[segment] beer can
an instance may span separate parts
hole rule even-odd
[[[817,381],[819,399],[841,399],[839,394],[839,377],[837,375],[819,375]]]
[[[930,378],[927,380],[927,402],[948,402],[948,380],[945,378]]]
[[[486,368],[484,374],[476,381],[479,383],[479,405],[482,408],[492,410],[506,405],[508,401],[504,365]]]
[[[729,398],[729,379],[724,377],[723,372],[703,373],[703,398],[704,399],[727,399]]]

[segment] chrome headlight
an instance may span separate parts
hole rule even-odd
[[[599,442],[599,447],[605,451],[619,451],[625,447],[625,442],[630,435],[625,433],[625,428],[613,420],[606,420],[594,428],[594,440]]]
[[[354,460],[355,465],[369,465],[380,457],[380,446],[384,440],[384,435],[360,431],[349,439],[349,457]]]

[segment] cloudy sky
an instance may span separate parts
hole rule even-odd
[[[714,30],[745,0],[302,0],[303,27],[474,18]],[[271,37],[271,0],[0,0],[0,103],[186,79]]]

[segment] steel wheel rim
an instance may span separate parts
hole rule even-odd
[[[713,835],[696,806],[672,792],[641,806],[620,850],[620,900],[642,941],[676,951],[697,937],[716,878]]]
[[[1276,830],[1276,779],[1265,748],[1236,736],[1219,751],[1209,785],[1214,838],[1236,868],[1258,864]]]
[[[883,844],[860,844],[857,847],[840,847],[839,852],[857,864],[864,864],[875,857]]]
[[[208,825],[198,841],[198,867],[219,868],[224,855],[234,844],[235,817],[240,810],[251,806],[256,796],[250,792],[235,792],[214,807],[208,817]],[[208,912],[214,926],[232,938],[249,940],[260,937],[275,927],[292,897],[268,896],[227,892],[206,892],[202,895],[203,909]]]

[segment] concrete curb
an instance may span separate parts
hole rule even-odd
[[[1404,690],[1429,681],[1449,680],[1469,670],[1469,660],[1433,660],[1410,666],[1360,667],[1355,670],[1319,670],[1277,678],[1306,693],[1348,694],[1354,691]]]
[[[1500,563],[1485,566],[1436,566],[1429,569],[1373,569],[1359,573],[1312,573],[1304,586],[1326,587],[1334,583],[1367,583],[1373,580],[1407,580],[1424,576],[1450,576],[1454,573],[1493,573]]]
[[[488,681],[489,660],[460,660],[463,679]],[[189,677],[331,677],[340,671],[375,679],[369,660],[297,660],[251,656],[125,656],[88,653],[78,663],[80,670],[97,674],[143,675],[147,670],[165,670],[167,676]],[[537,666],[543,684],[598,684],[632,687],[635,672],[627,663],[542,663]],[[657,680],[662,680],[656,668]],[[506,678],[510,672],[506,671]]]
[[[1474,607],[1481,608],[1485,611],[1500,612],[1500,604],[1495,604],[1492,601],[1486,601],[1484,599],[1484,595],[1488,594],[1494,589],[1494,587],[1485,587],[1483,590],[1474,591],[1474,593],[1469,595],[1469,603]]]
+ + + + + + +
• _ABOUT THIS TASK_
Your answer must be the complete listing, retyped exactly.

• _TASK ANSWER_
[segment] beer can
an instance may span separate parts
hole rule even-odd
[[[817,381],[819,399],[841,399],[839,394],[839,377],[837,375],[819,375]]]
[[[930,378],[927,380],[927,402],[948,402],[948,380],[945,378]]]
[[[486,368],[484,374],[476,381],[479,383],[479,405],[482,408],[492,410],[506,405],[508,401],[504,365]]]
[[[729,398],[729,379],[724,377],[723,372],[703,373],[703,398],[704,399],[727,399]]]

[segment] chrome headlight
an instance may span separate parts
hole rule even-odd
[[[599,442],[599,447],[605,451],[619,451],[625,447],[625,442],[630,435],[625,433],[625,428],[613,420],[606,420],[594,428],[594,440]]]
[[[354,460],[355,465],[369,465],[380,457],[380,446],[384,440],[384,435],[360,431],[349,439],[349,457]]]

[segment] cloudy sky
an instance may span separate parts
hole rule even-odd
[[[714,30],[745,0],[302,0],[303,27],[474,18]],[[271,37],[271,0],[0,0],[0,103],[186,79]]]

[segment] steel wheel rim
an instance may span separate parts
hole rule even-odd
[[[713,835],[696,806],[672,792],[641,806],[620,850],[620,900],[642,941],[676,951],[697,937],[716,878]]]
[[[1276,830],[1276,779],[1265,748],[1236,736],[1219,751],[1209,785],[1214,838],[1236,868],[1258,864]]]
[[[883,844],[860,844],[857,847],[840,847],[839,852],[857,864],[864,864],[875,857]]]
[[[208,825],[198,841],[198,867],[219,868],[224,855],[234,844],[235,817],[240,810],[251,806],[256,796],[250,792],[235,792],[214,807],[208,817]],[[208,912],[214,926],[232,938],[249,940],[260,937],[275,927],[292,897],[268,896],[227,892],[206,892],[202,895],[203,909]]]

[segment] concrete curb
an instance may span separate parts
hole rule even-odd
[[[1404,690],[1429,681],[1449,680],[1469,670],[1469,660],[1433,660],[1410,666],[1360,667],[1355,670],[1319,670],[1277,678],[1306,693],[1348,694],[1354,691]]]
[[[1500,563],[1485,566],[1436,566],[1429,569],[1373,569],[1359,573],[1312,573],[1304,586],[1326,587],[1334,583],[1367,583],[1373,580],[1407,580],[1424,576],[1450,576],[1454,573],[1493,573]]]
[[[488,681],[489,660],[460,660],[463,679]],[[189,677],[331,677],[340,671],[375,679],[369,660],[297,660],[251,656],[125,656],[88,653],[78,663],[80,670],[97,674],[143,675],[147,670],[165,670],[167,676]],[[537,666],[543,684],[598,684],[632,687],[635,672],[627,663],[542,663]],[[657,680],[662,680],[656,668]],[[506,678],[510,672],[506,671]]]
[[[1474,607],[1481,608],[1485,611],[1500,612],[1500,604],[1495,604],[1492,601],[1486,601],[1484,599],[1484,595],[1488,594],[1494,589],[1494,587],[1485,587],[1483,590],[1474,591],[1474,593],[1469,595],[1469,603]]]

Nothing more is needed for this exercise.